** Information follows **
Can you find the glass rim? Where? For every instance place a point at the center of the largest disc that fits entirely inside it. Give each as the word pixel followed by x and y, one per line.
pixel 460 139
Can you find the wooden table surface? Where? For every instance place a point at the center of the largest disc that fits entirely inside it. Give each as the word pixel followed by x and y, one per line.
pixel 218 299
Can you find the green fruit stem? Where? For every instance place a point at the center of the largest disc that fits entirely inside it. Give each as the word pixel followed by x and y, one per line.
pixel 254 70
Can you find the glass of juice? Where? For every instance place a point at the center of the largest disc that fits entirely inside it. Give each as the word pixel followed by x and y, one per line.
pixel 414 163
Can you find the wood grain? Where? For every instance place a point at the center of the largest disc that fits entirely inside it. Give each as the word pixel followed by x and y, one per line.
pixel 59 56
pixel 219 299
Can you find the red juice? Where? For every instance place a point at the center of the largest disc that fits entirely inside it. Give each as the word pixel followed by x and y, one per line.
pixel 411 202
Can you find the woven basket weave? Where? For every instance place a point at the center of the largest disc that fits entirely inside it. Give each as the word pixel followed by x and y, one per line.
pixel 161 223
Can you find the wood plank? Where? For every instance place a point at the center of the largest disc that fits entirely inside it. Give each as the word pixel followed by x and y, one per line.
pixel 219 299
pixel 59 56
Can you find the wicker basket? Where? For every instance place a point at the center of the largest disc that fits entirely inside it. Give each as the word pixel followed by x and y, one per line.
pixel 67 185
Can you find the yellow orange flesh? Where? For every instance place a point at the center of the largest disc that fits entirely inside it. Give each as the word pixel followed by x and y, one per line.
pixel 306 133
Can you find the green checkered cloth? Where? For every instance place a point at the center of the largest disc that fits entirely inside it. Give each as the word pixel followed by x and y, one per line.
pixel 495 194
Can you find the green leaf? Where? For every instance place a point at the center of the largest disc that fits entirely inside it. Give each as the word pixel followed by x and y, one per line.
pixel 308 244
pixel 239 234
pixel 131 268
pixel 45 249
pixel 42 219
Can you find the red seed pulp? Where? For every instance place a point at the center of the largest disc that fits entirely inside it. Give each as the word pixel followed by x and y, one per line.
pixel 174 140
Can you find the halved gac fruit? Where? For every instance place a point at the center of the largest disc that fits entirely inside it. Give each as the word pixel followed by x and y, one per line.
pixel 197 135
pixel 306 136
** End of Information **
_Task instructions_
Transcribe the material above in full, keeping every word.

_Result of the task_
Can you find the glass rim? Where? For every instance place a point at the center of the largest disc that fits entirely inside it. Give each as the word pixel followed by x and y, one per line.
pixel 460 139
Can you find the wooden table surface? Where? For every instance place a point at the center of the largest disc that fits entirely inside it. Give each as the word pixel followed by x and y, one per line.
pixel 218 299
Can you find the green fruit stem? Where? For every instance place a point at the center of the largest disc that fits entirely inside it. Give each as the word pixel followed by x and y, one per line.
pixel 254 70
Can you find the glass of juice? Where? For every instance place a point at the center of the largest disc that fits entirely inside it. Give each as the word pixel followed by x and y, one per line.
pixel 414 163
Can you find the wood grain? Where? For every instance place a point at the center of the largest disc that fits entirely inside it. Give each as the word pixel followed by x and y, one per line.
pixel 59 56
pixel 219 299
Can you find the red juice? Where? For every instance place a point at the center of the largest disc that fits entirely inside it. Give each as the word pixel followed by x and y, one per line.
pixel 411 202
Can you find the woven basket weave? Where? For every instance place a point at the center of the largest disc that fits entirely inside it. Give each as the word pixel followed by x and y, one per line.
pixel 161 223
Can you find the wood plank? Where? For every instance place a point at the center of the largest disc that fits entirely inside it. Give each as the word pixel followed by x and y, one per line.
pixel 219 299
pixel 59 56
Can you find the wicker basket? Where? For every instance place a point at the center of the largest disc that fits entirely inside it. Give each as the word pixel followed by x and y, one per line.
pixel 67 185
Can you find the yellow orange flesh? Where? For every instance place a point at the center of the largest disc that fits entirely inside it. Give each as the word pixel followed by x and y, one per line.
pixel 306 133
Can you find the green checkered cloth? Where? For every instance place a point at the center of the largest disc that fits entirely inside it. Give each as the word pixel followed by x and y, one per line.
pixel 495 194
Can you find the green leaf? Where? For every instance place a point at the center of the largest disc that fits entirely inside it. Give each as the word pixel followed by x and y, one per line.
pixel 308 244
pixel 239 234
pixel 131 268
pixel 45 249
pixel 42 219
Can you find the red seed pulp? Where? For every instance place a point at the center of the largest disc that fits entirely inside it. Give each as the word pixel followed by x and y, one per line.
pixel 174 140
Can you find the halved gac fruit? Where? For every instance place a point at the center of the largest disc that fits entirely inside it. Give each as the word pixel followed by x and y, one per line.
pixel 197 135
pixel 306 136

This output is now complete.